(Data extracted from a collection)

%%

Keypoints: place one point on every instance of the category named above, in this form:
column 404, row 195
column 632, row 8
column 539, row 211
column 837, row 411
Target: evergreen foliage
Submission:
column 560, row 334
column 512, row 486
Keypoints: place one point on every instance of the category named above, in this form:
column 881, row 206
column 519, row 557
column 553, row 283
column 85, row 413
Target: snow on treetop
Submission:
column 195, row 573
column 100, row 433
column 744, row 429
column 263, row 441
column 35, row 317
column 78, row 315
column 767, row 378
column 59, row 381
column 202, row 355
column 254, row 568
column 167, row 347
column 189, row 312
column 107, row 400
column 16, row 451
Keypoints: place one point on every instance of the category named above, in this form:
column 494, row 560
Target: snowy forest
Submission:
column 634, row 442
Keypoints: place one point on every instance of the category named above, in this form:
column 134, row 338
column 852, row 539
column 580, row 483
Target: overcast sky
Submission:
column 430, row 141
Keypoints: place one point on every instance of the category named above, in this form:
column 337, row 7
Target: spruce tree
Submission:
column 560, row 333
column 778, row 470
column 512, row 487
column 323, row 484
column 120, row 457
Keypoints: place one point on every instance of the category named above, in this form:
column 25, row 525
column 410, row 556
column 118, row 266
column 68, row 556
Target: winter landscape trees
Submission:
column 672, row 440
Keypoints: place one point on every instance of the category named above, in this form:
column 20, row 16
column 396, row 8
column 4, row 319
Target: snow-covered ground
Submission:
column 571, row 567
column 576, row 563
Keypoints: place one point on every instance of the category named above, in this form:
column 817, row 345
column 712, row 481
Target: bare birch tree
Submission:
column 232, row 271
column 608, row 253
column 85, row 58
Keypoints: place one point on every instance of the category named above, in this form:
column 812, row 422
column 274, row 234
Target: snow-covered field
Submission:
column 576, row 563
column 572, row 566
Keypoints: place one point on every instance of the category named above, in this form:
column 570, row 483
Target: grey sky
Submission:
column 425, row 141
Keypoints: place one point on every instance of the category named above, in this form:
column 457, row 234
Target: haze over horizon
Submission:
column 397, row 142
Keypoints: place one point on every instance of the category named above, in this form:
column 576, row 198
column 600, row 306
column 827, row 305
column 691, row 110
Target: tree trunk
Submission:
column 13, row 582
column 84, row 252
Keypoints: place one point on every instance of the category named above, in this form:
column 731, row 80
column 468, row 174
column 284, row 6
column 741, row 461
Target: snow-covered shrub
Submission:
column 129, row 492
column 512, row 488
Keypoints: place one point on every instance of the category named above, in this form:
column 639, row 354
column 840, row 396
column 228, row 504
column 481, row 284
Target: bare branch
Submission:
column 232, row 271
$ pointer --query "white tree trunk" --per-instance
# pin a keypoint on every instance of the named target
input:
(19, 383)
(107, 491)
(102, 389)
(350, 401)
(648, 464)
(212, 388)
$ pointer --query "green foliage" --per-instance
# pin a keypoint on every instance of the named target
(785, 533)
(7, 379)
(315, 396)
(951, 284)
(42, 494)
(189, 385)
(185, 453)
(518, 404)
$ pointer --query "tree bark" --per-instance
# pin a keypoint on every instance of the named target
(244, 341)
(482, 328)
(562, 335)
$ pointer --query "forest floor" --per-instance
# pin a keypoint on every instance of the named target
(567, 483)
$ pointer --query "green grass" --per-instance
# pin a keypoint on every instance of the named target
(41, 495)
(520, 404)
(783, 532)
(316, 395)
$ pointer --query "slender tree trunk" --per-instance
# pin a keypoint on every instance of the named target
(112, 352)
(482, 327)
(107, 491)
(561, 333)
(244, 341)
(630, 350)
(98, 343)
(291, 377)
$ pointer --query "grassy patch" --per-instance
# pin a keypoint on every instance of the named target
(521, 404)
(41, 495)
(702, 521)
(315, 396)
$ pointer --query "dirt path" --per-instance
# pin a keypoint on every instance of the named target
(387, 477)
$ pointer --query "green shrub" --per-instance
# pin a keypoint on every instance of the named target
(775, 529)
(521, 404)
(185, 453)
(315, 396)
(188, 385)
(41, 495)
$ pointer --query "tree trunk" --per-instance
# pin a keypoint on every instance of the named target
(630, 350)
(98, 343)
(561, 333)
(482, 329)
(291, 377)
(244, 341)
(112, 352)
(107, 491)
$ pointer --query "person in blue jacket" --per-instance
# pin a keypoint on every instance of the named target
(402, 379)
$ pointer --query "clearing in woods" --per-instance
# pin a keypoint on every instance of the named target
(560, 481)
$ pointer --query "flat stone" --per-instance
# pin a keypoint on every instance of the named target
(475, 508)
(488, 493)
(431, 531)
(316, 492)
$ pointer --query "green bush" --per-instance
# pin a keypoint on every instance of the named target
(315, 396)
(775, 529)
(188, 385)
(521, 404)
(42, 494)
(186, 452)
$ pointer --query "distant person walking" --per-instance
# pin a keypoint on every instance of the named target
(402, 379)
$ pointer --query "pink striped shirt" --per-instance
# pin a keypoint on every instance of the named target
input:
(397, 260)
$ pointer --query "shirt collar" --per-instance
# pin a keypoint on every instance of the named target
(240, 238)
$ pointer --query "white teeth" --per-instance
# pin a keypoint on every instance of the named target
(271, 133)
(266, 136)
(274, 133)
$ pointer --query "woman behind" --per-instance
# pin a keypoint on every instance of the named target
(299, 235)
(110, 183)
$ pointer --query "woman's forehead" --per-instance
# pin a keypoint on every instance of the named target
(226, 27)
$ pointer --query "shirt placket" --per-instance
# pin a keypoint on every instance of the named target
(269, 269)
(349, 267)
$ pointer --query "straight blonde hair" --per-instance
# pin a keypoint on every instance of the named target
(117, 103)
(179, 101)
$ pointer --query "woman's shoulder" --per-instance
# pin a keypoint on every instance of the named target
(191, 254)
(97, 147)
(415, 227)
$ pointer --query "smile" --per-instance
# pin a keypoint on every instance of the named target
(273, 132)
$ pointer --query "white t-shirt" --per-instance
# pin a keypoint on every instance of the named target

%%

Your assignment: After reading the data, retype all of it exactly as it reads.

Solution for this task:
Keypoints: place one point on every instance of the category named above, in this form:
column 404, row 195
column 632, row 8
column 539, row 211
column 837, row 411
Target: evergreen foliage
Submission:
column 560, row 334
column 512, row 486
Keypoints: place one point on every instance of the category named above, in this form:
column 881, row 206
column 519, row 557
column 553, row 283
column 85, row 413
Target: snow on treetop
Submission:
column 195, row 573
column 100, row 433
column 744, row 429
column 263, row 441
column 35, row 317
column 78, row 315
column 767, row 378
column 59, row 381
column 202, row 355
column 254, row 568
column 167, row 347
column 189, row 312
column 107, row 400
column 16, row 451
Keypoints: place one point on every instance of the category named above, in this form:
column 494, row 560
Target: snowy forest
Submission:
column 634, row 442
Keypoints: place one point on every instance of the category named above, in this form:
column 134, row 338
column 852, row 539
column 580, row 483
Target: overcast sky
Submission:
column 430, row 141
Keypoints: place one point on every instance of the category named above, in this form:
column 337, row 7
Target: spruce tree
Submission:
column 560, row 333
column 778, row 470
column 512, row 487
column 323, row 484
column 120, row 457
Keypoints: place one point on every instance of the category named above, in this form:
column 25, row 525
column 410, row 556
column 118, row 266
column 68, row 556
Target: winter landscape trees
Submission:
column 672, row 440
Keypoints: place one point on every instance of the category named above, in this form:
column 20, row 16
column 396, row 8
column 4, row 319
Target: snow-covered ground
Submission:
column 571, row 567
column 576, row 563
Keypoints: place one point on every instance of the category named above, in this form:
column 817, row 345
column 712, row 481
Target: bare birch tree
Submission:
column 232, row 271
column 608, row 253
column 85, row 58
Keypoints: place one point on every instance of the category named above, in this form:
column 812, row 422
column 274, row 234
Target: snow-covered field
Submission:
column 576, row 563
column 572, row 566
Keypoints: place one point on every instance of the category named above, in this form:
column 570, row 483
Target: grey sky
Submission:
column 425, row 141
Keypoints: place one point on every instance of the category named above, in this form:
column 457, row 234
Target: haze over horizon
Submission:
column 397, row 142
Keypoints: place one point on every instance of the category named above, in this form:
column 576, row 198
column 600, row 306
column 827, row 305
column 691, row 110
Target: tree trunk
Submission:
column 13, row 582
column 84, row 252
Keypoints: place one point on every instance of the category named above, in this form:
column 731, row 80
column 468, row 174
column 284, row 6
column 741, row 461
Target: snow-covered shrub
Submission:
column 129, row 492
column 512, row 488
Keypoints: place one point on every instance of the category named above, in this form:
column 639, row 354
column 840, row 396
column 228, row 504
column 481, row 284
Target: bare branch
Submission:
column 232, row 271
$ pointer --query "white tree trunk" --per-instance
# pin a keypoint on every instance of the named target
input:
(19, 383)
(107, 491)
(102, 389)
(350, 401)
(648, 464)
(212, 388)
$ pointer --query "green foliage" --per-instance
# pin a keypoint on every instance of the named target
(785, 533)
(7, 379)
(315, 396)
(951, 284)
(42, 494)
(189, 385)
(185, 453)
(518, 404)
$ pointer --query "tree bark" --per-instance
# pin a keypoint on every instance of the named target
(244, 341)
(482, 328)
(562, 335)
$ pointer --query "forest floor" --per-instance
# pin a keypoint on every instance of the named target
(567, 483)
$ pointer --query "green grass" --per-instance
# pin a keypoint on every instance of the named target
(41, 495)
(520, 404)
(783, 532)
(316, 395)
$ pointer --query "slender tree trunk" --per-instance
# pin a keypoint on every instance of the named target
(112, 352)
(482, 327)
(107, 491)
(561, 333)
(244, 341)
(630, 350)
(98, 343)
(291, 377)
$ pointer --query "grassy patch" --per-instance
# pin a keypoint on every instance of the named target
(521, 404)
(41, 495)
(702, 521)
(315, 396)
$ pointer --query "dirt path" --per-instance
# pin a keypoint on every instance of the named target
(387, 477)
$ pointer --query "green shrub" --per-instance
# pin a keypoint on every instance of the named target
(775, 529)
(521, 404)
(185, 453)
(315, 396)
(188, 385)
(41, 495)
$ pointer --query "tree trunk" --per-instance
# pin a keypoint on every instance of the named target
(630, 350)
(98, 343)
(561, 333)
(482, 329)
(291, 377)
(244, 341)
(112, 352)
(107, 491)
$ pointer --query "person in blue jacket" --per-instance
# pin a keypoint on every instance of the named target
(402, 379)
$ pointer --query "clearing in woods" --per-instance
# pin a keypoint on every instance of the named target
(560, 481)
$ pointer --query "flat stone" --per-instance
# pin a keypoint on every instance of the named target
(475, 508)
(488, 493)
(431, 531)
(316, 492)
$ pointer --query "green bush" --per-instance
# pin a keypoint on every instance of the named target
(315, 396)
(775, 529)
(188, 385)
(521, 404)
(42, 494)
(186, 452)
$ pointer --query "distant person walking" --per-instance
# pin a keypoint on every instance of the named target
(402, 379)
$ pointer --query "pink striped shirt" --per-instance
# pin a keypoint on every instance of the named target
input:
(397, 260)
$ pointer --query "shirt collar" --per-instance
# pin a keypoint on every instance of the named target
(240, 238)
$ pointer --query "white teeth" --per-instance
# pin a keypoint on every instance of the named target
(271, 133)
(266, 136)
(274, 133)
$ pointer --query "woman behind" --per-instance
# pin a keypoint on every instance of the named target
(299, 235)
(110, 183)
$ pointer --query "woman's forehead" --per-instance
# pin a keypoint on every instance of the named target
(226, 27)
$ pointer --query "shirt placket" --per-instance
# pin a keypoint on every instance of the named target
(269, 269)
(349, 267)
$ pointer --query "straight blonde hair" --per-instance
# pin a keypoint on every instance of the named target
(117, 103)
(179, 101)
$ pointer --query "woman's shoulder" --per-instance
# pin a keypoint on every instance of the named target
(191, 254)
(97, 147)
(415, 227)
$ pointer --query "smile" --per-instance
# pin a keypoint on every instance of the named target
(273, 132)
$ pointer --query "white t-shirt" --per-instance
# pin a keypoint on every instance of the named target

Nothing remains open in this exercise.